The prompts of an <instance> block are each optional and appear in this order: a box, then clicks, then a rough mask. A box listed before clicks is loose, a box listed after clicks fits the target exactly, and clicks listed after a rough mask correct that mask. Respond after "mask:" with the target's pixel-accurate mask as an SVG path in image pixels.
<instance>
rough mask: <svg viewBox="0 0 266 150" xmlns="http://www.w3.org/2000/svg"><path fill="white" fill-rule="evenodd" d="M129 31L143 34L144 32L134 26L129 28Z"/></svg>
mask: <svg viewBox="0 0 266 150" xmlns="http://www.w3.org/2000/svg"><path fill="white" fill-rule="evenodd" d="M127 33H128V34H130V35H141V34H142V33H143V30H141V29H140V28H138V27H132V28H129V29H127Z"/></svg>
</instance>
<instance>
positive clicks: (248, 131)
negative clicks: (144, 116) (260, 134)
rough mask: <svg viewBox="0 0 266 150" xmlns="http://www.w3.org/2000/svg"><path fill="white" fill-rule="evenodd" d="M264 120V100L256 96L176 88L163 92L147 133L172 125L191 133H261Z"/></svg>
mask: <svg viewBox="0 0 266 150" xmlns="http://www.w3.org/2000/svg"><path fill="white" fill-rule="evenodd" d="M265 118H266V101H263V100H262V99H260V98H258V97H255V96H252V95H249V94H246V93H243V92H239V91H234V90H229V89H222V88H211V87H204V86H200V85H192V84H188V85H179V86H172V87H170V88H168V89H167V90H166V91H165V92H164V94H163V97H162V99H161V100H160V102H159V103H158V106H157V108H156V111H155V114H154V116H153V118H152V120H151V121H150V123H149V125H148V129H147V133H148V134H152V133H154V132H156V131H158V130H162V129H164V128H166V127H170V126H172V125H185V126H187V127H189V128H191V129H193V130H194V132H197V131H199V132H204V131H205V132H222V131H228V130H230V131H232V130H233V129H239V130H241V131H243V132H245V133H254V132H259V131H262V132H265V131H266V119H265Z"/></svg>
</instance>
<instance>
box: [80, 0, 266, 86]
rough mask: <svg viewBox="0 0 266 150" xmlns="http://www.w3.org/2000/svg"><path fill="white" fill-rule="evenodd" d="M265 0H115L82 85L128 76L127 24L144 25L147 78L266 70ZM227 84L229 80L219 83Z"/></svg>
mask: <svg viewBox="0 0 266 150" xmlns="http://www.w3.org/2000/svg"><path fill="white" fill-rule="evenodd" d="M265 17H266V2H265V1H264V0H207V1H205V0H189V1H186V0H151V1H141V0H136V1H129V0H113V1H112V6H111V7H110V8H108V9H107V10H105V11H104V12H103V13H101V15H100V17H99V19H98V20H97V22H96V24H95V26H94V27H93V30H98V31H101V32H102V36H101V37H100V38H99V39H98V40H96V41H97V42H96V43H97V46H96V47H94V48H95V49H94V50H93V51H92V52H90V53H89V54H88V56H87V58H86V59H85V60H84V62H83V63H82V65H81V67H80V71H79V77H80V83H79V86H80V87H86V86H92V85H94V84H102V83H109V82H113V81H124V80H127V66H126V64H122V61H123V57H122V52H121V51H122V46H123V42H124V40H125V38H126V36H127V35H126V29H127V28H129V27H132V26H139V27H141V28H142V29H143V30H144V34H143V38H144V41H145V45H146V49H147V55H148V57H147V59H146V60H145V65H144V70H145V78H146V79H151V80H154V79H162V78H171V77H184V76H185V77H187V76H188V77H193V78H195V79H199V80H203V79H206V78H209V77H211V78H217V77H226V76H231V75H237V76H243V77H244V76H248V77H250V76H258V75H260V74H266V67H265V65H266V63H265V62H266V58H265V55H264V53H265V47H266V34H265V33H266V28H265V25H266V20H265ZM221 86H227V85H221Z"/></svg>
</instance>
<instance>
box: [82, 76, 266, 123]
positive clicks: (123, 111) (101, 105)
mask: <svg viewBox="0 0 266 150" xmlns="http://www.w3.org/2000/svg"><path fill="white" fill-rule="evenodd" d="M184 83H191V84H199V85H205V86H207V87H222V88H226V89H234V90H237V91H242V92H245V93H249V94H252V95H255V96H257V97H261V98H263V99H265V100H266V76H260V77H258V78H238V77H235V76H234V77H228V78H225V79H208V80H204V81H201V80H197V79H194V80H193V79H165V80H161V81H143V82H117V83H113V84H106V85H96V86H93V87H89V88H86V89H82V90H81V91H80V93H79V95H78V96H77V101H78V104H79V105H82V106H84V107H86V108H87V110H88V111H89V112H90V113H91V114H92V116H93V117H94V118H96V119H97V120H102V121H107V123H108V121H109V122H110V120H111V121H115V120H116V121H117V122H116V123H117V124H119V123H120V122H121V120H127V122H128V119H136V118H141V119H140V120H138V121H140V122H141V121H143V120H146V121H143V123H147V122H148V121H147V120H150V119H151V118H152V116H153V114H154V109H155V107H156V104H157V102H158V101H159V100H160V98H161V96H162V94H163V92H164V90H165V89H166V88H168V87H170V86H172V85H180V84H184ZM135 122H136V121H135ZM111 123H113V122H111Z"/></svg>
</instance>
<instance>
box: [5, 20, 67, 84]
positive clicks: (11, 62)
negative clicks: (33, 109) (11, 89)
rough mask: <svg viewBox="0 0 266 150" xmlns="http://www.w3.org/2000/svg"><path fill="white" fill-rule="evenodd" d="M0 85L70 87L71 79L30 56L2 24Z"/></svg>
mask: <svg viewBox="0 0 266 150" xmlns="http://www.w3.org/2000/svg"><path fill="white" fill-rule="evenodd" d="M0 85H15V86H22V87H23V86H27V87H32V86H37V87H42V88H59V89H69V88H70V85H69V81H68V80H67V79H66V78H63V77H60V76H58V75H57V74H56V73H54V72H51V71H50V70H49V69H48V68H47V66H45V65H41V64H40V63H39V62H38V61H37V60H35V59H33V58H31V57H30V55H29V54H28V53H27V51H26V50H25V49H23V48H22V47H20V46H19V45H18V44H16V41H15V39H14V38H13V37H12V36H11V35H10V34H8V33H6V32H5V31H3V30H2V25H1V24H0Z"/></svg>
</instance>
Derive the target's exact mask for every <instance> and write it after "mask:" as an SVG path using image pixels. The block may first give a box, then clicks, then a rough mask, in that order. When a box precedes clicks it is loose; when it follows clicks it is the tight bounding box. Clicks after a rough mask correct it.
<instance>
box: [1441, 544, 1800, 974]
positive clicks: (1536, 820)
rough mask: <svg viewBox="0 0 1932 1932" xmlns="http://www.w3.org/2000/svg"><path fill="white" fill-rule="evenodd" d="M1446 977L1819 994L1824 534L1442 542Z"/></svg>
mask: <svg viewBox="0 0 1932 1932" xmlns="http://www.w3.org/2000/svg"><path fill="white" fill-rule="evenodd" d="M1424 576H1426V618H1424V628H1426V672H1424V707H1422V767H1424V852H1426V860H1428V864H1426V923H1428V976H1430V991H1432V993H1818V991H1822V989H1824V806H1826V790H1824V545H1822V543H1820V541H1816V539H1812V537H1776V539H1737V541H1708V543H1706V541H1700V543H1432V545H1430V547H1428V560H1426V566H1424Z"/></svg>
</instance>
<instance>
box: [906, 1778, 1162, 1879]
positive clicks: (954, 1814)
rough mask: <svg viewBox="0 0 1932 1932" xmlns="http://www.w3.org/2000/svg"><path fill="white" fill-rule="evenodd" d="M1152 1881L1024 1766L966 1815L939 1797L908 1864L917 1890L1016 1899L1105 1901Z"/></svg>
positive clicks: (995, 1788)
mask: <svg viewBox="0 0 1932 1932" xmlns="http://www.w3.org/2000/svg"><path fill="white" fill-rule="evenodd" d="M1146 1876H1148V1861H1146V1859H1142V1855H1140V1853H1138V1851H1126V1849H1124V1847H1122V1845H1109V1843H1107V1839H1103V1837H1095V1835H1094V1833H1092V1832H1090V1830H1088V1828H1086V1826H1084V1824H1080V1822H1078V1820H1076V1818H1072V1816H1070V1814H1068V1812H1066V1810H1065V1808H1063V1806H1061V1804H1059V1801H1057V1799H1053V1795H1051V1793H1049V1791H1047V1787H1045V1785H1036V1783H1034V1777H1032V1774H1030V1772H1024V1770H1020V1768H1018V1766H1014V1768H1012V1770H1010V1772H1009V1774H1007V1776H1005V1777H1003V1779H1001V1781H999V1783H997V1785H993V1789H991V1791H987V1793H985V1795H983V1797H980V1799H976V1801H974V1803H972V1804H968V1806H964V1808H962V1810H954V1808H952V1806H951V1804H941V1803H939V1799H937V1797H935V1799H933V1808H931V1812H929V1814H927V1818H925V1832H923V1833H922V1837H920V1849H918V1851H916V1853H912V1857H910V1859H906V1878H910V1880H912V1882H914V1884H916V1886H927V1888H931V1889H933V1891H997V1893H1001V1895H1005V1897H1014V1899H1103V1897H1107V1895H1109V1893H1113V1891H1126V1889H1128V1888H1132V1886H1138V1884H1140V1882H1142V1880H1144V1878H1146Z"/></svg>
--------
Task prompt —
Please rewrite the stretch of the listing from its start through the line containing "31L143 34L144 32L134", swapping "optional" for "not required" and leaving everything else unchanged.

Result —
The prompts of an <instance> block are each not required and appear in this order: a box, then clicks, then a rough mask. A box listed before clicks is loose, a box listed after clicks fits the target exactly, and clicks listed after a rough mask correct that mask. Respond after "mask:" with the target's pixel-accurate mask as an SVG path in image pixels.
<instance>
rough mask: <svg viewBox="0 0 266 150" xmlns="http://www.w3.org/2000/svg"><path fill="white" fill-rule="evenodd" d="M129 31L143 34L144 32L134 26L129 28Z"/></svg>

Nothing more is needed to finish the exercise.